───── Extract ─────

- Born: 1722 Wagstadt
- Died: 27 December 1795 (aged 72–73)
- Occupation: Austrian painter

= Johann Ignaz Cimbal =

Austrian painter and etcher

Johann Ignaz Cimbal (1722 – 27 December 1795) was an Austrian painter and etcher, who produced many altarpieces and frescoes for churches, monasteries and other Church buildings. He painted many works in Bohemia, Moravia, Silesia, Vienna and Hungary.

==Life==

He was born in Wagstadt in Moravian-Silesian Region as son of Matthias Zimbal and his wife Anna and attended the Academy of Fine Arts, Vienna from 1742 until he graduated in 1753. He may have been a foundling at the Brothers of Charity and also may have been taught some painting before 1742; documentary evidence is scant. Cimbal became friends with the painter Felix Ivo Leicher and the sculptor Raymond Sieß, whom he may have met in Vienna. Sieß sponsored some of Cimbal's children at their baptisms.

He decorated many churches and monasteries for the Hospitaller Order of St. John of God in Brno and Feldsberg, working alongside other painters Johann Jablonský and Ignaz Mayer the Elder.

───── Excerpted data ─────

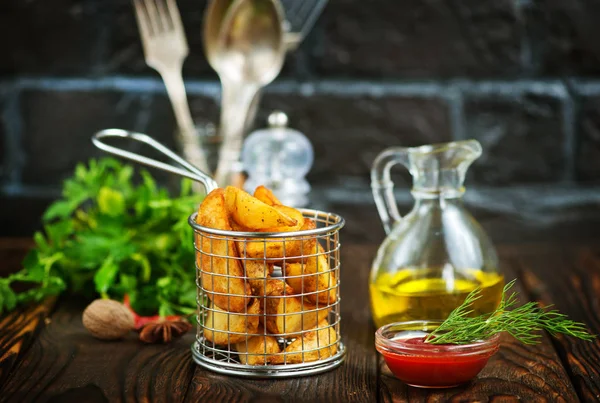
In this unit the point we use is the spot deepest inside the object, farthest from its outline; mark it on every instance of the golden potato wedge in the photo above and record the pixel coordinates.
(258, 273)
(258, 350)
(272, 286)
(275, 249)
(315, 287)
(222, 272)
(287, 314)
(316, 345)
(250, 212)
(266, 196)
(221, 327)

─────
───── Excerpted data ─────

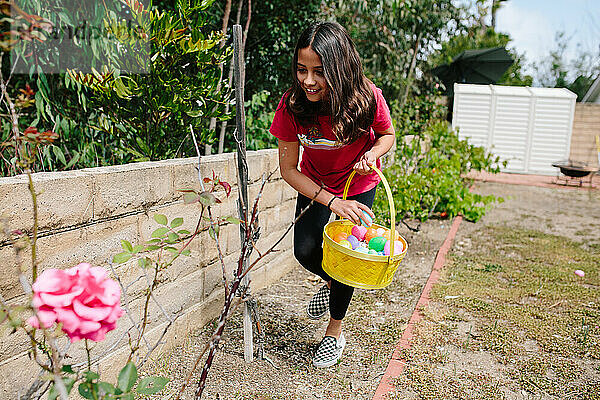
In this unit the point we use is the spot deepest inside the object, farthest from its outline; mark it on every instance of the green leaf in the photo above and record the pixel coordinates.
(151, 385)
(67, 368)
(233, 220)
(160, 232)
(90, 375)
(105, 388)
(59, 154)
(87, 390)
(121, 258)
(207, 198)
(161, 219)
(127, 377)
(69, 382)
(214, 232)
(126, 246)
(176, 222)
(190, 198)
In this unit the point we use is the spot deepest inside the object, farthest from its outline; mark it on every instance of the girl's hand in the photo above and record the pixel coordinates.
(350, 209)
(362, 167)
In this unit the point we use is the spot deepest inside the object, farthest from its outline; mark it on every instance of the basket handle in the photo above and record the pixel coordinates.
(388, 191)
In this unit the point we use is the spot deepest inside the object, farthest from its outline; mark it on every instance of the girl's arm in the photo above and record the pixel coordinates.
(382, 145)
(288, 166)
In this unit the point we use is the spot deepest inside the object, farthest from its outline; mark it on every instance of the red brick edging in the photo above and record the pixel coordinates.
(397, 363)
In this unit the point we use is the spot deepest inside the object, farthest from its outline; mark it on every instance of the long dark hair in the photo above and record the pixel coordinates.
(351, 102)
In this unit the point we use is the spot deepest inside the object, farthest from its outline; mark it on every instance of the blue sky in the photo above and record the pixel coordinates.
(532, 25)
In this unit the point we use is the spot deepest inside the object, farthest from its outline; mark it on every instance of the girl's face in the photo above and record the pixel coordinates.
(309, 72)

─────
───── Excerpted data ─────

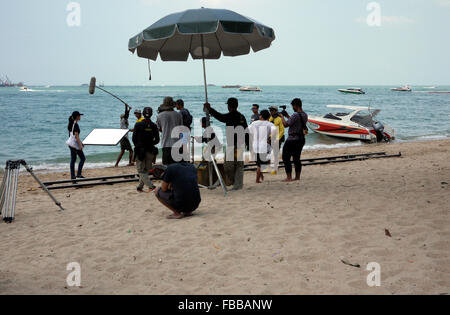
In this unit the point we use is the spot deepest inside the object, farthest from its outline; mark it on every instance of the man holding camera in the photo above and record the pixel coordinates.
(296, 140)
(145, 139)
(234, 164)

─────

[Work request 1]:
Answer these questions using the article on Johann Ignaz Cimbal.
(a) In what year did Cimbal graduate from the Academy of Fine Arts, Vienna?
(b) Who sponsored some of Cimbal's children at their baptisms?
(c) For which religious order did Cimbal decorate churches and monasteries in Brno and Feldsberg?
[Work request 2]: Print the part of the article on Johann Ignaz Cimbal between "Johann Ignaz Cimbal (1722" and "at their baptisms.", inclusive.
[Work request 3]: Carry on the article on Johann Ignaz Cimbal from the point where it stops.

[Task output 1]:
(a) 1753
(b) The sculptor Raymond Sieß
(c) The Hospitaller Order of St. John of God

[Task output 2]:
Johann Ignaz Cimbal (1722 – 27 December 1795) was an Austrian painter and etcher, who produced many altarpieces and frescoes for churches, monasteries and other Church buildings. He painted many works in Bohemia, Moravia, Silesia, Vienna and Hungary.

==Life==

He was born in Wagstadt in Moravian-Silesian Region as son of Matthias Zimbal and his wife Anna and attended the Academy of Fine Arts, Vienna from 1742 until he graduated in 1753. He may have been a foundling at the Brothers of Charity and also may have been taught some painting before 1742; documentary evidence is scant. Cimbal became friends with the painter Felix Ivo Leicher and the sculptor Raymond Sieß, whom he may have met in Vienna. Sieß sponsored some of Cimbal's children at their baptisms.

[Task output 3]:
==Family==

He married in 23 November 1760 Maria Clara Josefa Oblasser, a daughter of the painter Joseph Oblasser (1707–1746) and his wife Maria Anna Mansberg. The two had many children, but only two sons and two daughters survived their father. Both sons were painters: Jakob (born 7 January 1778 in Vienna, died 24 January 1834 in Vienna) was at the Vienna Academy in 1796 and he was recorded as an "academic painter" in 1823 in Leopoldstadt, and Johann (born 1754, died after 1808 in Vienna). Both sons assisted their father with his work, as was usual for the time.

==Reputation==

In his lifetime, Cimbal was in demand as a painter, and his clients were satisfied with his work. Since his death, however, he has been less adulated: his works have been described as dry and sourced from a limited inventory, and his detailing sometimes clumsy. His earlier work is looked on somewhat more kindly than his later work. Some details suggest that he was gifted, but that he worked in disharmony with his workshop and assistants. Modern critics have called him a "typical provincial painter", at odds with his training as a painter from the Vienna Academy.